--- Start Selected passage ---

As conflicts occur in multi-master replica sets, Wingman automatically determines a “winner” for each conflict. Replicas with updates that “lose” a conflict contain information that allows users to examine the winning and losing versions of rows, and make further updates if they want to override some aspect of the automatic resolution. Microsoft Access contains a conflict resolution wizard to do this, and Visual Basic users can use the same information to set up their own customized conflict resolvers.
Wingman allows schematic changes, as well as data changes. For example, users can add and remove columns, change datatypes, add and delete indexes, and add or delete tables, queries, and so on,. after they have already created multiple replicas. At any one time, only one replica is allowed to change the replicated schema. All changes to the replicated schema are automatically applied to other replicas during the database synchronization process. This allows people to use Wingman as a method of distributing application objects, such as queries, forms, and reports. In addition, Wingman allows all replicas to contain local tables and objects, as well as the replicated objects.
NOTE: This paper describes the functionality and some implementation details for the currently released version of Wingman. Certain aspects of the functionality and implementation details may change in future versions of Wingman.
2. Schema Changes
Much of the Wingman code deals with schema changes - disallowing changes to the replicated schema at any replica that is not designated as the Design Master, keeping a log of any changes made to the replicated schema at the Design Master, and applying the logged schema changes to other replicas during the synchronization process. Whenever two replicas synchronize, they first exchange any schema changes, so that both replicas have the same schema before any data is exchanged.
The creator of the replication tree is the original design master. The design-master token can move to another node via an architected API call. If the design master is destroyed, another node can recreate the design master token, but this is known to be a dangerous operation.
All changes to the replicated schema are added as rows to a special Wingman system table that is replicated at each node. Because the rows contain sequence numbers, changes are applied in order. This table is present in all replicas, so that if any two replicas are at different schema levels, the replica at the higher schema level can bring the other replica up to date. Users can set a parameter that controls how long rows should be kept in this table before they are deleted. If a replica is disconnected for so long that it needs to process schema changes that correspond to deleted rows, it is not allowed to synchronize with other replicas.
If a schema change cannot be processed at a replica, then a row explaining the problem is added to a special table, and the replica is marked as having had a schema problem. Whenever a user opens a replica through Microsoft Access, he or she is automatically informed if the replica has a schema problem. The same information is available to Visual Basic programmers to act on if they want.
Some schema problems are transient. For example, if a schema change adds a column to an existing table, Wingman must open the table exclusively. If another user has the table open, then the exchange will fail with a schema problem. This problem can be easily overcome by retrying the schema change when the database is not busy, although this may mean forcibly kicking users out of the database.

--- End Selected passage ---
--- Start Records provided ---

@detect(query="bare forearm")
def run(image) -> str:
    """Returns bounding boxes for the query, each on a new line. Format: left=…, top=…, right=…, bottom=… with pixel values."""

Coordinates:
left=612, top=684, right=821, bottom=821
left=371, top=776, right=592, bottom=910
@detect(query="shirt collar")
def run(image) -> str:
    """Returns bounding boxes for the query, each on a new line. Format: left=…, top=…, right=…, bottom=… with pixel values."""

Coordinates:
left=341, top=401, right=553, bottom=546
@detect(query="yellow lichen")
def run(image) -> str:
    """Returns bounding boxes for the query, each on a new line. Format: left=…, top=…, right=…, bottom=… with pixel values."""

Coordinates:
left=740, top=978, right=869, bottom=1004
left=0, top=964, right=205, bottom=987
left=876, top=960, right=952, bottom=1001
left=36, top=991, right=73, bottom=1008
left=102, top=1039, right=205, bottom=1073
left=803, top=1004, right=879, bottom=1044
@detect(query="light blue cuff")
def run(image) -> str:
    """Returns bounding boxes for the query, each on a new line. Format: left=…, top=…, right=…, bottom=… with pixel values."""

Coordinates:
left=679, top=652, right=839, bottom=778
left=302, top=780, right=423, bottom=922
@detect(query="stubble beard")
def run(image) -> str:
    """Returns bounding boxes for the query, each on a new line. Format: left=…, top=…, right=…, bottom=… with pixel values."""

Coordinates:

--- End Records provided ---

--- Tasks ---
A – Which application objects does the Wingman passage name as things people can distribute by using Wingman? List every one.
B – Reproduce the Wingman passage word for word, from "Wingman allows schematic" down to "the replicated objects.".

--- Responses ---
A – Queries, forms, and reports.

B –
Wingman allows schematic changes, as well as data changes. For example, users can add and remove columns, change datatypes, add and delete indexes, and add or delete tables, queries, and so on,. after they have already created multiple replicas. At any one time, only one replica is allowed to change the replicated schema. All changes to the replicated schema are automatically applied to other replicas during the database synchronization process. This allows people to use Wingman as a method of distributing application objects, such as queries, forms, and reports. In addition, Wingman allows all replicas to contain local tables and objects, as well as the replicated objects.